Copy the part that opens with the line containing "Run detection for camera" and runs through the end of the items, requests included, and raise every bounding box coordinate in the answers by 25. Copy only that part.
START Records shown
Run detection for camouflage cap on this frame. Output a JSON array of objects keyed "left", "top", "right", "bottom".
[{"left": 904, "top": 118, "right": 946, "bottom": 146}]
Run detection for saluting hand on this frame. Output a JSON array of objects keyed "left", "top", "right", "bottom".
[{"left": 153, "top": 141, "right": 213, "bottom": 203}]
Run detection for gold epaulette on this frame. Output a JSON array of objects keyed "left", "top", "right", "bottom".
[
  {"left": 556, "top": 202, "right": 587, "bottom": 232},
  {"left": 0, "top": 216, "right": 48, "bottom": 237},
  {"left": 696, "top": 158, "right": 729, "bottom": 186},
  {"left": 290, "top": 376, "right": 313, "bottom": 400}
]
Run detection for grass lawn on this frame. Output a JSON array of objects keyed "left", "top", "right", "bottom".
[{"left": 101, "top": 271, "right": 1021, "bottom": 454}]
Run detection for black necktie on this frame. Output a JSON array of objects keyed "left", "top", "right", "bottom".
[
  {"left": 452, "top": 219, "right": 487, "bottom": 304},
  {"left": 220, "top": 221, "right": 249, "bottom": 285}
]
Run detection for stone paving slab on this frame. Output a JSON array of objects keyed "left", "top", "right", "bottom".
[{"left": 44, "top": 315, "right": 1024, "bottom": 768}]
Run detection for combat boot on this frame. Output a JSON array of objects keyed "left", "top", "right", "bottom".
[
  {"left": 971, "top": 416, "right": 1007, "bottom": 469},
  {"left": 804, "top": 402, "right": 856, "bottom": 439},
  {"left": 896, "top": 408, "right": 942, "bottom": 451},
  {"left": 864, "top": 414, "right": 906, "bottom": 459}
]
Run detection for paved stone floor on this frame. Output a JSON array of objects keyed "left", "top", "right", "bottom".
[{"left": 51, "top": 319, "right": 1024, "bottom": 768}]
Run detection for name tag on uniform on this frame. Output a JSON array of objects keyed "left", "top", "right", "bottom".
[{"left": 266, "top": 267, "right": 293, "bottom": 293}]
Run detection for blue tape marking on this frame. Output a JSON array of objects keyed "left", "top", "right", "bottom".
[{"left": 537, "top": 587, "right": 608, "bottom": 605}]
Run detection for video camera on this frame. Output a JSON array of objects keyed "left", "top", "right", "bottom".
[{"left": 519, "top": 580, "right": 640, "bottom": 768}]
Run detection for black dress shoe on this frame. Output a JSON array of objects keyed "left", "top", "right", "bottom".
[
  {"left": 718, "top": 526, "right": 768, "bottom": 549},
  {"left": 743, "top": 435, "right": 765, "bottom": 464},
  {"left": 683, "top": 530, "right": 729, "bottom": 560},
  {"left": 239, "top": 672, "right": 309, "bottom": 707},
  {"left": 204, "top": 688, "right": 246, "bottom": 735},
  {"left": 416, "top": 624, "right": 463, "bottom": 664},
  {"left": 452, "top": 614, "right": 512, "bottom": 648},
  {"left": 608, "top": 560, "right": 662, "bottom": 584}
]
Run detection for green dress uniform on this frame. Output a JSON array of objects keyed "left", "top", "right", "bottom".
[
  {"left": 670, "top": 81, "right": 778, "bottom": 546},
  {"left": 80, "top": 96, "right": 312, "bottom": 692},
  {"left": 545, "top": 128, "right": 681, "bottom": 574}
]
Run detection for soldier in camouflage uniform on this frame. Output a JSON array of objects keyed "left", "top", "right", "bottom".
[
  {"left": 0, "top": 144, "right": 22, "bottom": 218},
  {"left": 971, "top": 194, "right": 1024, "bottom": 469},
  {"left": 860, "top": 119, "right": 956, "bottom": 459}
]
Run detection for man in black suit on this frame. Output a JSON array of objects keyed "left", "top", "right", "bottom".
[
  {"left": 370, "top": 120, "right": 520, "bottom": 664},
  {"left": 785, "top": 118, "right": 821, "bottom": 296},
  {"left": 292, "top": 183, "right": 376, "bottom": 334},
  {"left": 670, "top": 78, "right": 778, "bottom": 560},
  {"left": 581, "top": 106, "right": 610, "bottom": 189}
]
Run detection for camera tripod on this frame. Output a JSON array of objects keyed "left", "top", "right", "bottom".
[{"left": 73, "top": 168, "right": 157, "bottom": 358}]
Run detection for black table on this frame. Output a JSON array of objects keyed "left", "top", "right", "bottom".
END Records shown
■ Answer for this exercise:
Run detection for camera tripod on this frame. Output a JSON array of objects keyed "left", "top", "right", "bottom".
[{"left": 98, "top": 193, "right": 182, "bottom": 383}]
Run detection for black table on this frame. Output a JSON array of objects keyed "left", "top", "right", "bottom".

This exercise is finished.